Scalaz has a |#| operator for combining applicatives, so you can use (future1 |#| future2)(proc(_, _)) to dispatch two futures in parallel and then run "proc" on the result of both of them, as opposed to sequential computation of for {a <- future1; b <- future2(a)} yield b (or just future1 flatMap future2).
There's already a method on stdlib Futures called .zip that combines Futures in parallel, and indeed the scalaz impl uses this: https://github.com/scalaz/scalaz/blob/scalaz-seven/core/src/main/scala/scalaz/std/Future.scala#L36
And .zip and for-comprehensions may be intermixed to have parallel and sequential parts, as appropriate.
So just using the stdlib syntax, your above example could be written as:
for {
_ <- async1 zip async2
_ <- async3
_ = sideEffect
_ <- async4
} yield ()
Alternatively, written w/out a for-comprehension:
async1 zip async2 flatMap (_=> async3) flatMap {_=> sideEffect; async4}
Just as an FYI, it's really simple to get two futures to run in parallel and still process them via a for-comprehension. The suggested solutions of using zip can certainly work, but I find that when I want to handle a couple of futures and do something when they are all done, and I have two or more that are independent of each other, I do something like this:
val f1 = async1
val f2 = async2
//First two futures now running in parallel
for {
r1 <- f1
r2 <- f2
_ <- async3
_ = sideEffect
_ <- async4
} yield {
...

## Record excerpts:
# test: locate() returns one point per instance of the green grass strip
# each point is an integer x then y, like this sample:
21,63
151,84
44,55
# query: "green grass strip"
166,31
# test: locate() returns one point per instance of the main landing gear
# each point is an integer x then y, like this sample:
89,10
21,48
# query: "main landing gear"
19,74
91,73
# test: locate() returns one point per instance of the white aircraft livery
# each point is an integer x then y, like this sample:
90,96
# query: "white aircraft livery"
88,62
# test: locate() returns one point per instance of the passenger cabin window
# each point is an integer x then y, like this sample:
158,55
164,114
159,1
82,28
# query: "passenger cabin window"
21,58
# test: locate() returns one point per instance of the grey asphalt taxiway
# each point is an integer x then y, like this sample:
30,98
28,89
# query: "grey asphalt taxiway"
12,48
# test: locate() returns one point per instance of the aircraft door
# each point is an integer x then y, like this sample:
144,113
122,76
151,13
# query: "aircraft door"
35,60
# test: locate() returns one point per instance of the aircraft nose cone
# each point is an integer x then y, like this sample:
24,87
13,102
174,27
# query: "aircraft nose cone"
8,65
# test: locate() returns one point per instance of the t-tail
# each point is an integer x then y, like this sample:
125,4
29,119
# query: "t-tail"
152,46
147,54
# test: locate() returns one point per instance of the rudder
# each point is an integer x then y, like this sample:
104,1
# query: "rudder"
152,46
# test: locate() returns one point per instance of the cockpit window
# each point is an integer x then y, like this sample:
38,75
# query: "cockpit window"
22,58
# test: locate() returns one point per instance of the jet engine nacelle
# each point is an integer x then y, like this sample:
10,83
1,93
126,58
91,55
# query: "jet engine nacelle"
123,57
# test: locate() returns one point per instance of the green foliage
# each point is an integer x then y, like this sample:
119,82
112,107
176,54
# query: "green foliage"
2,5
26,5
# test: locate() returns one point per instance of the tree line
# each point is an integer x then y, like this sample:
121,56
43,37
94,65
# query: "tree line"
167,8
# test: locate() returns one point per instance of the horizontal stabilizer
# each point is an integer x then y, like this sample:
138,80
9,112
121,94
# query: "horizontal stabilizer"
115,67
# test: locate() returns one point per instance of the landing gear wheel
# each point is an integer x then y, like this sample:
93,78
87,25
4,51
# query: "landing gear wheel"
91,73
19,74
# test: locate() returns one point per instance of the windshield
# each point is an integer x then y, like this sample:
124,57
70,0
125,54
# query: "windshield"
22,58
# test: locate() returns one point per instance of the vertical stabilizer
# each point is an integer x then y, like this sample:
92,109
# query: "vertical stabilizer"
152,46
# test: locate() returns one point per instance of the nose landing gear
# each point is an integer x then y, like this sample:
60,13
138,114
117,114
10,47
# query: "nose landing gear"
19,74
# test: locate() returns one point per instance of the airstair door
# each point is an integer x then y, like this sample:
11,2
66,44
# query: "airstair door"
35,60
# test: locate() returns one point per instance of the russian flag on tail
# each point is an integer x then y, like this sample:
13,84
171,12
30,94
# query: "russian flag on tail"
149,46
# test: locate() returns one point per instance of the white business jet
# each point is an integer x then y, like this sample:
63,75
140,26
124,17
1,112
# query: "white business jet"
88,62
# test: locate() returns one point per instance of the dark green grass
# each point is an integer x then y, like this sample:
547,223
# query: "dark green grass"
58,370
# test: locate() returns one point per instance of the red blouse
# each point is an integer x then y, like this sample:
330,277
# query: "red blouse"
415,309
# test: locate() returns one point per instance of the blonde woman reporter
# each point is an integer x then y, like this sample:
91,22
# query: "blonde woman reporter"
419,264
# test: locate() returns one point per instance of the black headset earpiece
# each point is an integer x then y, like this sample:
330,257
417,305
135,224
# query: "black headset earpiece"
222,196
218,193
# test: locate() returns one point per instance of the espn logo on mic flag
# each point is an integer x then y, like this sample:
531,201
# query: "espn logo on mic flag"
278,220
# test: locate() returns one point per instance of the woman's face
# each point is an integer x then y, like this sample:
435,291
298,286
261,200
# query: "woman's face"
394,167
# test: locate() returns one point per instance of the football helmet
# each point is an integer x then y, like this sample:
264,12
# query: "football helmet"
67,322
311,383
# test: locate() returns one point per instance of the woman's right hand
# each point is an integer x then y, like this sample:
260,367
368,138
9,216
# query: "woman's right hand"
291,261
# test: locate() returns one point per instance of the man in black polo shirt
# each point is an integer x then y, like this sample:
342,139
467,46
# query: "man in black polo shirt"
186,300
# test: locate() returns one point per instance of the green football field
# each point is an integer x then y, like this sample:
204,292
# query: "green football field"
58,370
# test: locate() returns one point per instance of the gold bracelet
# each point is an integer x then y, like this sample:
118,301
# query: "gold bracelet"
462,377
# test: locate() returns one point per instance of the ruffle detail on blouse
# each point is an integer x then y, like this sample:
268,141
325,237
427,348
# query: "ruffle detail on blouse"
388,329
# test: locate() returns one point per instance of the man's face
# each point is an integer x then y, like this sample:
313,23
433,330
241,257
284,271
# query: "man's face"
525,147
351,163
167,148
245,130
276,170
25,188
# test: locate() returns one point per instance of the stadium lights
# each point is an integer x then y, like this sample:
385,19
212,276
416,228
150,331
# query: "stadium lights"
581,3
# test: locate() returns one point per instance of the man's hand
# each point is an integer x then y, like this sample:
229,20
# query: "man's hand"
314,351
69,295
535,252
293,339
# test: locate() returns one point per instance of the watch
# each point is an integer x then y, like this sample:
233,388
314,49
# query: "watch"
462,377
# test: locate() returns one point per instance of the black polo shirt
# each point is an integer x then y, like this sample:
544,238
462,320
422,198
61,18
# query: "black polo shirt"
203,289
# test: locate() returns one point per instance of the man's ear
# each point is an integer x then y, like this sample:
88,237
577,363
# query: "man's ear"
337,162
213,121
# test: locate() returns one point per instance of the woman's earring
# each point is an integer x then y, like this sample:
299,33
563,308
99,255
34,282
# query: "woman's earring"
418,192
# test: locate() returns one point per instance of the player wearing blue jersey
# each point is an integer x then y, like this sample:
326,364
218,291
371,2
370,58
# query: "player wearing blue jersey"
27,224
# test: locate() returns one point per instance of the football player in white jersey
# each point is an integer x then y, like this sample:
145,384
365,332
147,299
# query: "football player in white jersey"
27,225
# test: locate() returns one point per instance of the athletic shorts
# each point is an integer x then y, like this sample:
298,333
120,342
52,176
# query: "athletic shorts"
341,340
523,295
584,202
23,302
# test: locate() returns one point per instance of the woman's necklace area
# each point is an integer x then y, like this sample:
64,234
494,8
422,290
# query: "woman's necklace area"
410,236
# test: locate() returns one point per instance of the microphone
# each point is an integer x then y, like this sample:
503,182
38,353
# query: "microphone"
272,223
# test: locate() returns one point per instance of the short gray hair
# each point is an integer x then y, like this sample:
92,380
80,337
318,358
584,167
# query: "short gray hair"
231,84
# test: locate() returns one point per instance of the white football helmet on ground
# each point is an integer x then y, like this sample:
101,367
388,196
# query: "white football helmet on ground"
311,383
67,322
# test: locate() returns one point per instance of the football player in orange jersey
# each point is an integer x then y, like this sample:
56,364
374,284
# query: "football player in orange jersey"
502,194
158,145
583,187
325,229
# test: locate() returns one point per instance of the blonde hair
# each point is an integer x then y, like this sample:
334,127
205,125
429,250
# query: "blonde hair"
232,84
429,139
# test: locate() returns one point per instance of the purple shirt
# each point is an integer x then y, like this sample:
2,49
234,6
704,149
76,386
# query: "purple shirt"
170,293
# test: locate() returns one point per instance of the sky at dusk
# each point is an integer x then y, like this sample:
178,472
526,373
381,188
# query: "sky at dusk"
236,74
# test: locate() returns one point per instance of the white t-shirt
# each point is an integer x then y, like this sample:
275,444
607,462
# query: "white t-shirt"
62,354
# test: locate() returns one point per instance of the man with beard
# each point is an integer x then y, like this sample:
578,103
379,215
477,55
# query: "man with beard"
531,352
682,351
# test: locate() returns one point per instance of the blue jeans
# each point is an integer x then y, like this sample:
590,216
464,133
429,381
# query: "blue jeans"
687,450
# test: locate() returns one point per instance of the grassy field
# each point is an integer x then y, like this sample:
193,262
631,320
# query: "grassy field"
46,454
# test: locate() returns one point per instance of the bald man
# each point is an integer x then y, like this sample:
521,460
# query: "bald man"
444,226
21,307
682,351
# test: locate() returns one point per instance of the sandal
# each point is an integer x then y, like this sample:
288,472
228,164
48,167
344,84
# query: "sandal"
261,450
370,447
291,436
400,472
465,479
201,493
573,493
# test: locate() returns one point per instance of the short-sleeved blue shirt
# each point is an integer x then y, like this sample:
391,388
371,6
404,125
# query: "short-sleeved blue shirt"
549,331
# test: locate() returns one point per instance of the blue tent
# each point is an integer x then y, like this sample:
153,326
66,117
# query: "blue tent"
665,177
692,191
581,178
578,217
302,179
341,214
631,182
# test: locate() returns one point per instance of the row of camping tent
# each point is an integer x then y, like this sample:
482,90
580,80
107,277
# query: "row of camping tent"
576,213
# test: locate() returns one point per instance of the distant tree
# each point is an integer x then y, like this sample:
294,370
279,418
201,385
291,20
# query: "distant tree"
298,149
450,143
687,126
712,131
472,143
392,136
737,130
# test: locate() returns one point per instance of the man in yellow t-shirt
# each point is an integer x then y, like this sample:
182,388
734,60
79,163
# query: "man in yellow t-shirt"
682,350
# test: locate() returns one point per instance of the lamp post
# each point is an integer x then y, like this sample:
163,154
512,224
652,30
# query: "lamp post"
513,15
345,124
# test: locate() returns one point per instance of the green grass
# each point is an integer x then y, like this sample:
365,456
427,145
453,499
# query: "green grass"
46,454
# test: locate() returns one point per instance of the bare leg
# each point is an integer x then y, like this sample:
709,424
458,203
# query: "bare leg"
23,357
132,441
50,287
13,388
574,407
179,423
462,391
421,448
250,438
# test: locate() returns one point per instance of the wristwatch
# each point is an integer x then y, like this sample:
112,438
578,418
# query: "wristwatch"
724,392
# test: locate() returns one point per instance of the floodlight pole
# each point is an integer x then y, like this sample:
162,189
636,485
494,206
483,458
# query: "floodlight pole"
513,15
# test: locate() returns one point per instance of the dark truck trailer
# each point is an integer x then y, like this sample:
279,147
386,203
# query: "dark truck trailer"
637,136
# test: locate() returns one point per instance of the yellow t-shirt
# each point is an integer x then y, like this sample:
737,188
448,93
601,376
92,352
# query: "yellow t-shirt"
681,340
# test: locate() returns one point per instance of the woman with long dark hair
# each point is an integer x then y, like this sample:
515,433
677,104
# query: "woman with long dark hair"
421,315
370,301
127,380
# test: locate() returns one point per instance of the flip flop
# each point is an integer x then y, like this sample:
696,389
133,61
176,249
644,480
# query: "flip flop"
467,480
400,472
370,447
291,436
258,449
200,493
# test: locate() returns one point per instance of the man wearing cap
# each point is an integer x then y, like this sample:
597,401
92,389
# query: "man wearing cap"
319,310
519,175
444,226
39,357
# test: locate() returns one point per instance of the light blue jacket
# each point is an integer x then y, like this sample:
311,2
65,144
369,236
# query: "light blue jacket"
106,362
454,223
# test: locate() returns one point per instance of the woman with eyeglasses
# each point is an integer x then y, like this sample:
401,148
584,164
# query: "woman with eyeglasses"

## What this exercise asks:
1. Answer these questions about the futures discussion:
(a) Which Scalaz operator combines applicatives?
(b) Which method on stdlib Futures combines Futures in parallel?
(c) In the second approach, which two values are assigned before the for-comprehension so that the first two futures run in parallel?
2. Edit the futures discussion: write it out starting with "Scalaz has a" and going on through "parts, as appropriate.", with each "stdlib" changed to "standard library".
3. List every distinct name beginning with "async" that appears in the futures discussion.

## Correct answers:
1.
(a) |#|
(b) .zip
(c) f1 and f2

2.
Scalaz has a |#| operator for combining applicatives, so you can use (future1 |#| future2)(proc(_, _)) to dispatch two futures in parallel and then run "proc" on the result of both of them, as opposed to sequential computation of for {a <- future1; b <- future2(a)} yield b (or just future1 flatMap future2).
There's already a method on standard library Futures called .zip that combines Futures in parallel, and indeed the scalaz impl uses this: https://github.com/scalaz/scalaz/blob/scalaz-seven/core/src/main/scala/scalaz/std/Future.scala#L36
And .zip and for-comprehensions may be intermixed to have parallel and sequential parts, as appropriate.

3. async1, async2, async3, async4